Location identification records
○ ○ ○ ○ ○
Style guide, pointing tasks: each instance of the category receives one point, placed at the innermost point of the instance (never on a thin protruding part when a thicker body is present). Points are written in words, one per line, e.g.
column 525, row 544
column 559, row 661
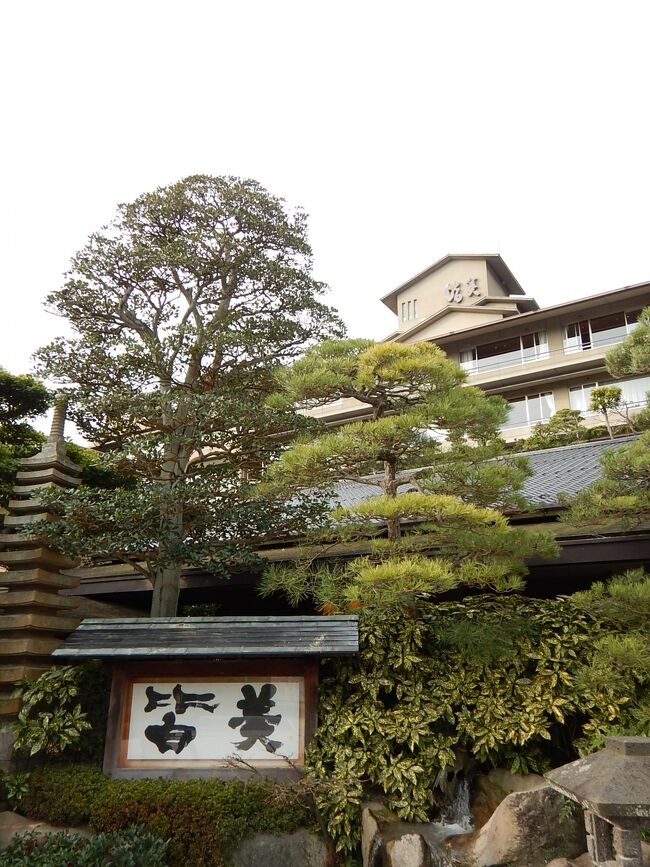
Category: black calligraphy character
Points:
column 156, row 699
column 192, row 699
column 454, row 292
column 256, row 723
column 170, row 735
○ ○ ○ ○ ○
* _Exercise directions_: Please write out the records unchanged, starting at the very beginning and ending at the line that contains "column 454, row 292", both ends included. Leave the pictures out of your answer.

* _Answer_:
Style guide, pointing tasks: each instance of the category receives one point, placed at the innermost point of the instance (never on a thin protruding part when a thicker body is present). Points are written in words, one per line, e.g.
column 525, row 544
column 559, row 661
Category: black calligraphy character
Points:
column 156, row 699
column 192, row 699
column 454, row 292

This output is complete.